ТЕКСТ ДЛЯ ЧТЕНИЯ:
/---

Их помыслы устремлялись в основном в Северную Африку и на Ближний Восток. «Восток» был чем-то вроде кода для сексуальных фантазий. Вернувшегося оттуда путешественника в первую очередь спрашивали: «А что женщины?» Экзотические живописные полотна передают характер этих заветных желаний еще ярче, чем литература: наслаждение соединялось с покоем и негой. Такая регенерация была более привлекательна, чем та, которую предлагал Мёбиус в своих неврологических монастырях.
Многие экзотические места, сегодня уже не столь привлекательные с точки зрения гигиены, в то время еще считались особенно здоровыми. Прежде всего это можно сказать о Египте – стране, которую в 1882 году открыто оккупировала Англия, начав тем самым новую эру колониального империализма. Английские путешественники давно уже облюбовали Нил для восстановления здоровья. На Рождество 1858 года в Каире встретились Изамбарт К. Брунель и Роберт Стефенсон, наиболее известные в то время английские инженеры. Оба находились в состоянии глубокого психосоматического истощения и пытались восстановиться. Макс Эйт, сельскохозяйственный инженер и писатель, долгое время живший в Англии, в одном полубиографическом рассказе советует своему нервному другу, строителю мостов, отправиться в Египет и непременно подняться вверх по Нилу до второго порога: «На всем пути ни одного моста, уже сотням людей это помогло восстановить нервы!» Крепелин с его редкой для крупного ученого страстью к путешествиям и экзотике не только ездил в Каир, но в 1899 году даже попробовал там гашиш. Когда из-за пристрастия к алкоголю из Бельвю выставили сына одного западногерманского промышленника, его дядя заметил, что лучше родители взяли бы его зимой с собой в Египет. Когда Вильгельм II в 1905 году совершил свою знаменитую высадку в Танжере, он, собственно, намеревался попасть в Египет – по мнению Бюлова, «исключительно из страсти к путешествиям». Танжер, с точки зрения кайзера, был эрзацем Египта (см. примеч. 34).
Особой магией обладал оазис Бискра во французском Алжире, этот «Париж пустыни», который даже сухой географический справочник называл тогда «неописуемым». После долгого путешествия по пустыне его зеленый оазис вырастал перед усталыми глазами путника как замки Фата-Морганы. Со своими кафе и варьете, темнокожими танцовщицами и экзотической природой он казался возвращенным раем, где под глухие барабанные ритмы размывалась грань между «нормальным» и «противоестественным» сексом. Один немецкий автор в статье о Бискре (1906) зачарованно пишет о «нервном солнце» над этим раем и утверждает, что стал бы королем, открой он там санаторий для нервнобольных. Когда Макс Вебер в 1903 году после нервного срыва пытался восстановить силы в Риме, ему показалось, что «вечный город» недостаточно далек от его домашнего быта: «Уехать бы в другой мир, куда-нибудь в Константинополь!» А еще лучше, добавила его мать, – «в Африку, оазис Бискра, там он обретет покой!» (См. примеч. 35.)

\---

ИСХОДНЫЕ ДАННЫЕ:
/---

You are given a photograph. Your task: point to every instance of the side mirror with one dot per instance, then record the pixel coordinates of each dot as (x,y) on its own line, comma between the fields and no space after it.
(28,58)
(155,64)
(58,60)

\---

ИЗУЧИТЕ МАТЕРИАЛ:
1. Ответьте по тексту о путешествиях на Восток:
(a) В каком году Англия открыто оккупировала Египет?
(b) В каком городе на Рождество 1858 года встретились Брунель и Стефенсон?
(c) Как называет текст оазис Бискра во французском Алжире?
2. Перепишите из текста о путешествиях на Восток отрывок от слов «Их помыслы устремлялись» вплоть до слов «своих неврологических монастырях.» включительно.

СПИСОК РЕШЕНИЙ:
1.
(a) В 1882 году.
(b) В Каире.
(c) «Париж пустыни».

2.
Их помыслы устремлялись в основном в Северную Африку и на Ближний Восток. «Восток» был чем-то вроде кода для сексуальных фантазий. Вернувшегося оттуда путешественника в первую очередь спрашивали: «А что женщины?» Экзотические живописные полотна передают характер этих заветных желаний еще ярче, чем литература: наслаждение соединялось с покоем и негой. Такая регенерация была более привлекательна, чем та, которую предлагал Мёбиус в своих неврологических монастырях.